__TEXT SHOWN__
• • •
Apart from this, would not have investigative journalists from his father’s media empire have tipped him off?
Ruwan reportedly stating “there was no information to suggest that Zahran was engaged in terrorist activities” (‘Daily Mirror’ 19 Aug 2020) is contradicted by SI Srimal Sanjeewa of the CID informing the Presidential Commission probing the Easter Sunday attacks that Zahran had been conducting a training camp in the Puttalam area “from 2015 to 2019” on “the use of Type-56 firearms and hand grenades”. (‘Daily Mirror’ 1 September 2020).
Why does no one call out Ruwan for his share of responsibility for the Easter Sunday carnage? Is it the fear of WNL?
“Ruwan vows to safeguard country’s security” is the news item in WNL publication ‘Daily FT’ (12 September 2015) after he assumed office as State Minister of Defence. Given below is a picture of Ruwan signing documents after he assumed office. Also in the picture is his father Ranjit Wijewardene – Chairman and owner of WNL.
Media Build-Up of Ranil
1) “PM confident of securing $6bn to boost economy” – ‘Daily Mirror’ 3 June 2022 (Front Page with RED Lettering)
• • •
__SOURCE MATERIAL__

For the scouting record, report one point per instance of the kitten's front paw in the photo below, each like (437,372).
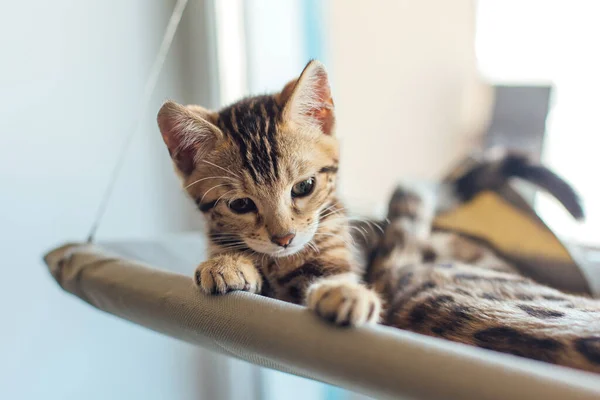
• • •
Reproduce verbatim the stretch of the Easter Sunday text from "Apart from this, would" through "1 September 2020).".

Apart from this, would not have investigative journalists from his father’s media empire have tipped him off?
Ruwan reportedly stating “there was no information to suggest that Zahran was engaged in terrorist activities” (‘Daily Mirror’ 19 Aug 2020) is contradicted by SI Srimal Sanjeewa of the CID informing the Presidential Commission probing the Easter Sunday attacks that Zahran had been conducting a training camp in the Puttalam area “from 2015 to 2019” on “the use of Type-56 firearms and hand grenades”. (‘Daily Mirror’ 1 September 2020).